* _DATA SUPPLIED_:
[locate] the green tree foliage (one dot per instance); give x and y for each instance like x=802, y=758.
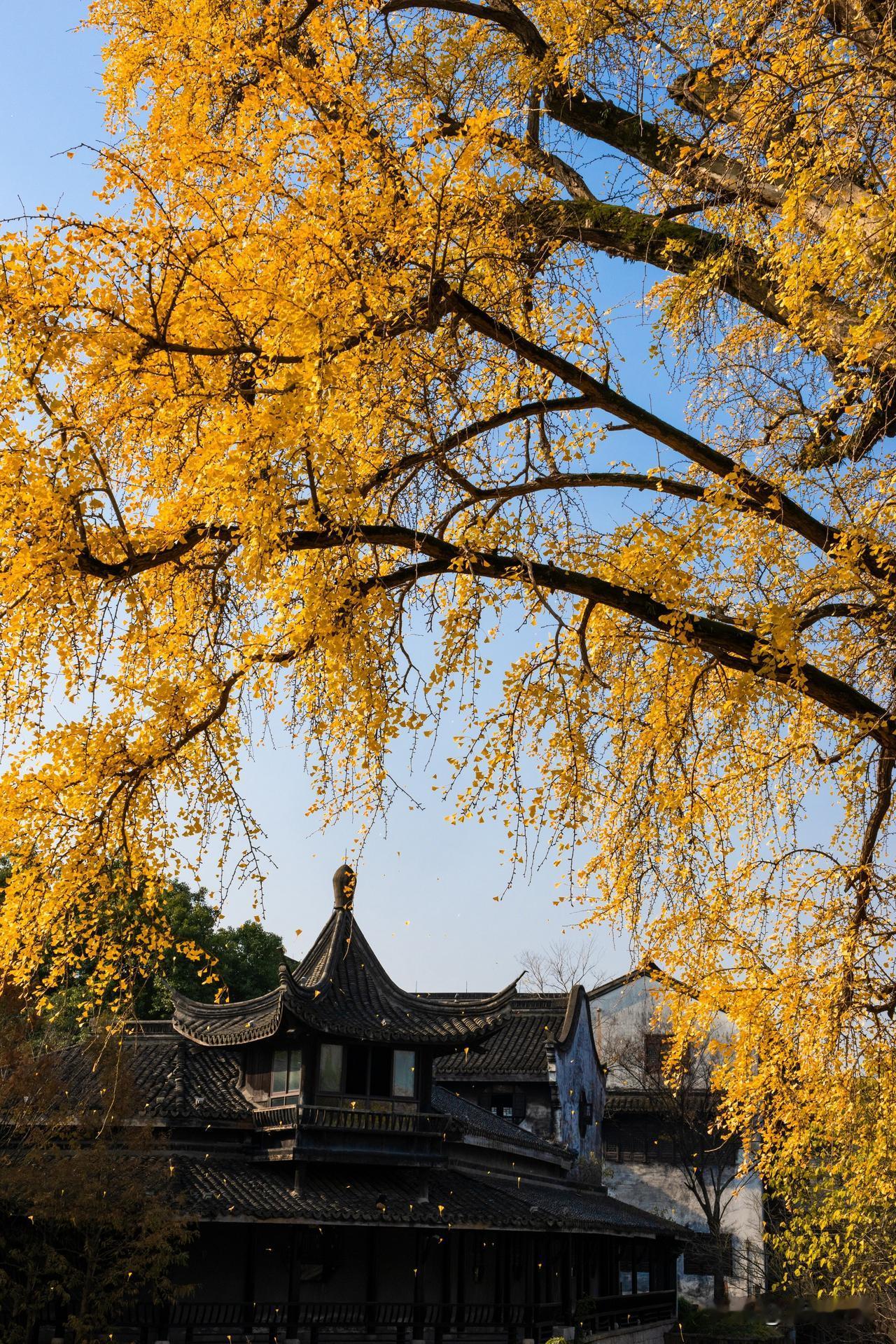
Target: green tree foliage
x=90, y=1212
x=238, y=962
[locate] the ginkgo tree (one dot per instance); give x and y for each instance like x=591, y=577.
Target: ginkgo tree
x=331, y=363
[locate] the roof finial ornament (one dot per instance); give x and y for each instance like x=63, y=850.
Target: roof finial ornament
x=344, y=883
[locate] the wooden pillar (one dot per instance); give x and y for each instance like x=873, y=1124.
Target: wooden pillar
x=528, y=1315
x=163, y=1324
x=445, y=1288
x=292, y=1289
x=461, y=1282
x=566, y=1280
x=248, y=1280
x=370, y=1281
x=421, y=1246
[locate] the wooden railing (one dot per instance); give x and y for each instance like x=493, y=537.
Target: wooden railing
x=346, y=1117
x=210, y=1323
x=626, y=1310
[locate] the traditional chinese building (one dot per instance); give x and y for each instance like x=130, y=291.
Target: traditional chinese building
x=349, y=1184
x=660, y=1146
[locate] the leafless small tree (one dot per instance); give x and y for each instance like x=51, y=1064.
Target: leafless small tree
x=559, y=967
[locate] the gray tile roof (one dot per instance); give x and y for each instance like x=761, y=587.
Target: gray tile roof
x=475, y=1120
x=517, y=1048
x=169, y=1079
x=435, y=1198
x=342, y=988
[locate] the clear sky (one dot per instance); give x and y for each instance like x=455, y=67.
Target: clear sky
x=426, y=892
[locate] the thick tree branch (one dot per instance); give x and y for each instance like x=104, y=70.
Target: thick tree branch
x=732, y=646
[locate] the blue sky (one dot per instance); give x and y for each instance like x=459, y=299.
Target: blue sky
x=426, y=890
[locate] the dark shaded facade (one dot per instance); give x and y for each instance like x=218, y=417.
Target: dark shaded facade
x=348, y=1184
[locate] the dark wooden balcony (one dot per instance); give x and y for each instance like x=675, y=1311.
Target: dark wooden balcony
x=349, y=1117
x=330, y=1130
x=466, y=1323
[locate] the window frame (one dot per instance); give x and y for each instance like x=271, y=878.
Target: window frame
x=288, y=1095
x=367, y=1095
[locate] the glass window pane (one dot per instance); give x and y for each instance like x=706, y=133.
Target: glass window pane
x=295, y=1085
x=331, y=1078
x=279, y=1072
x=381, y=1072
x=403, y=1066
x=356, y=1072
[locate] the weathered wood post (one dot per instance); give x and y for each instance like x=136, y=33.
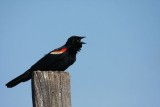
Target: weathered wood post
x=51, y=89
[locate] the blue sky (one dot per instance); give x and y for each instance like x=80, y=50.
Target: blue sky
x=118, y=67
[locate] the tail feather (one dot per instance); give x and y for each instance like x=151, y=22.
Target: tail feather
x=22, y=78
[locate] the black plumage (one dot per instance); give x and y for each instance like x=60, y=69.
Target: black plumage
x=57, y=60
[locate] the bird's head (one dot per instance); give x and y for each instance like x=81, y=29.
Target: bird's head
x=75, y=42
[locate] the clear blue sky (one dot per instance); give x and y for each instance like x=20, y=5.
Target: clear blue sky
x=118, y=67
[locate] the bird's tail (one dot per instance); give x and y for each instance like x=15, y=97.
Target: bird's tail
x=22, y=78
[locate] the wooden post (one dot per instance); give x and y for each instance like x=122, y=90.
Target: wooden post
x=51, y=89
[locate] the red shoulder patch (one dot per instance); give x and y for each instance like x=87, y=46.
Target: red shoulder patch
x=59, y=51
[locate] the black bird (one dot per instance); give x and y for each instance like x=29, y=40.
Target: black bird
x=57, y=60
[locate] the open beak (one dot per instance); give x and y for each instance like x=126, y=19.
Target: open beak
x=82, y=38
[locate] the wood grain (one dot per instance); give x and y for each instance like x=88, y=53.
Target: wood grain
x=51, y=89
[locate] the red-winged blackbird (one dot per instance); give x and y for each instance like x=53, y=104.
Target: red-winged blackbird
x=57, y=60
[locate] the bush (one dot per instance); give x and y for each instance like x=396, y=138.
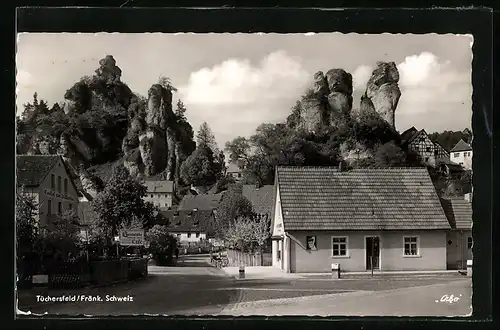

* _GOAL_:
Copy every item above word for word, leaving out the pictures.

* _COMPLETE RESPONSE_:
[locate] the green tree foliage (one dot per instance); give x and y for each instance like x=802, y=758.
Target: green tree foliage
x=90, y=1212
x=238, y=962
[locate] the ginkgo tree (one dot per instance); give x and y for each instance like x=591, y=577.
Target: ginkgo tree
x=331, y=363
[locate] the roof finial ornament (one dot per instance); give x and y for each instance like x=63, y=850.
Target: roof finial ornament
x=344, y=883
[locate] the wooden pillar (one dot per instance); give x and y for each instance like x=873, y=1124.
Target: wooden pillar
x=528, y=1315
x=163, y=1324
x=445, y=1288
x=292, y=1289
x=461, y=1282
x=566, y=1280
x=248, y=1280
x=370, y=1281
x=421, y=1246
[locate] the wooden railing (one dot per instance); give x and y for each instance like x=493, y=537.
Target: wooden railing
x=346, y=1117
x=210, y=1323
x=626, y=1310
[locate] the traditional chinese building (one dot per instance); give x and y for each instance like x=130, y=291.
Target: traditional chinese building
x=349, y=1184
x=660, y=1146
[locate] the leafless small tree (one dot per instance); give x and y for each instance like x=51, y=1064.
Target: leafless small tree
x=559, y=967
[locate] the gray tile roof (one dot per instance); give x and y for each instance like x=761, y=587.
Target: gray tile roof
x=475, y=1120
x=517, y=1048
x=169, y=1079
x=435, y=1198
x=342, y=988
[locate] the clear sky (one dot per instance); give x and y for each instance like x=455, y=67.
Target: clear sky
x=426, y=892
[locate] the thick tree branch (one dot per instance); give x and y for each instance like x=104, y=70.
Target: thick tree branch
x=732, y=646
[locate] the blue sky (one dot per instance); give x and y for each instance like x=459, y=299.
Target: blue sky
x=426, y=890
[locate] the dark shaded facade (one dot per instance); give x and y for each instance like x=218, y=417.
Target: dark shaded facade
x=348, y=1184
[locate] the dark wooden balcony (one dot per instance); give x and y for each instance like x=675, y=1311.
Target: dark wooden balcony
x=349, y=1117
x=330, y=1130
x=466, y=1323
[locate] the window frame (one dot per instance); give x and y for each instance like x=271, y=878.
Target: window frame
x=288, y=1095
x=367, y=1095
[locate] the glass window pane (one dot per instance); give x and y for each instance like x=706, y=133.
Target: glass window pane
x=295, y=1085
x=331, y=1078
x=279, y=1072
x=381, y=1072
x=403, y=1066
x=356, y=1072
[locate] the weathered wood post (one dot per instance); give x and y for each instance like x=136, y=33.
Target: weathered wood post
x=51, y=89
[locate] the blue sky (one dot per instance); give x and y for each instance like x=80, y=50.
Target: blue sky
x=118, y=67
[locate] the tail feather (one dot per instance); give x and y for each instance like x=151, y=22.
Target: tail feather
x=22, y=78
[locate] the black plumage (one dot per instance); give x and y for each instance like x=60, y=69.
Target: black plumage
x=57, y=60
[locate] the bird's head (one dot per instance); give x and y for each instance like x=81, y=29.
Target: bird's head
x=75, y=42
[locate] the clear blue sky (one dot per instance); give x and y for each instance like x=20, y=5.
Target: clear blue sky
x=118, y=67
[locate] the bird's tail (one dot per instance); give x and y for each instance like x=15, y=97.
Target: bird's tail
x=22, y=78
[locate] the wooden post (one dot per instance); give x and y for each instance like x=122, y=90.
Target: wooden post
x=51, y=89
[locate] the red shoulder patch (one dot per instance); give x and y for each instance like x=87, y=46.
Target: red shoulder patch
x=59, y=51
[locate] the black bird (one dot per instance); give x and y for each instance like x=29, y=40.
Target: black bird
x=57, y=60
[locate] the open beak (one dot per instance); give x and y for each instance like x=126, y=19.
Target: open beak
x=82, y=38
[locate] the wood grain (one dot per instance); give x and y for each instance like x=88, y=53.
Target: wood grain
x=51, y=89
[locate] the red-winged blackbird (one dot per instance); give x and y for each instance like x=53, y=104.
Target: red-winged blackbird
x=57, y=60
[locate] the bush (one dot per instance); give x and y for each instance like x=396, y=138.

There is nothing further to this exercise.